** Data supplied **
──────────────────────────────

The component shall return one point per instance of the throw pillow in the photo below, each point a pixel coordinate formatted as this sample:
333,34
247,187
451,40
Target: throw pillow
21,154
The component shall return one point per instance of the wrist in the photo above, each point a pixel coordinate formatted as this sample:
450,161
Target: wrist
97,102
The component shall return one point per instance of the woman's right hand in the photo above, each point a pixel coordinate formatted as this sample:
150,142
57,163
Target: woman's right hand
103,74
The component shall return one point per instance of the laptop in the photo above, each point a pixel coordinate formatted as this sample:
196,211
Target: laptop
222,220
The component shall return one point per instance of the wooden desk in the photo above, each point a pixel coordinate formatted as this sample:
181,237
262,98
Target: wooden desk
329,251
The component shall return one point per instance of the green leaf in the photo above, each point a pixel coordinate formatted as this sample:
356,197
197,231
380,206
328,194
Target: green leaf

──────────────────────────────

** Stated task **
Reproduce the records word for word.

** Exercise output **
The component shall return one point per instance of the throw pillow in the photo below, each point a pixel coordinate formatted as this sample:
333,34
247,187
451,40
Target: throw pillow
21,154
The component shall return one point per instance of the wrist in the photo above, each point a pixel coordinate formatted as this sample:
450,161
Target: wrist
97,102
The component shall return one point per instance of the woman's right hand in the photo above, each point a pixel coordinate formatted as this sample:
150,142
57,163
Target: woman's right hand
103,74
The component shall return one point per instance of the laptop in the photo above, each point a pixel coordinate formatted as this sample:
196,211
Target: laptop
222,220
The component shall return one point per instance of the wooden desk in the photo above, each point a pixel coordinate formatted as this sample:
181,237
262,98
Target: wooden desk
329,251
The component shall return one point per instance of the green leaf in the photo above, each point a pixel coordinate formatted as this sample:
356,197
197,231
380,206
328,194
Target: green leaf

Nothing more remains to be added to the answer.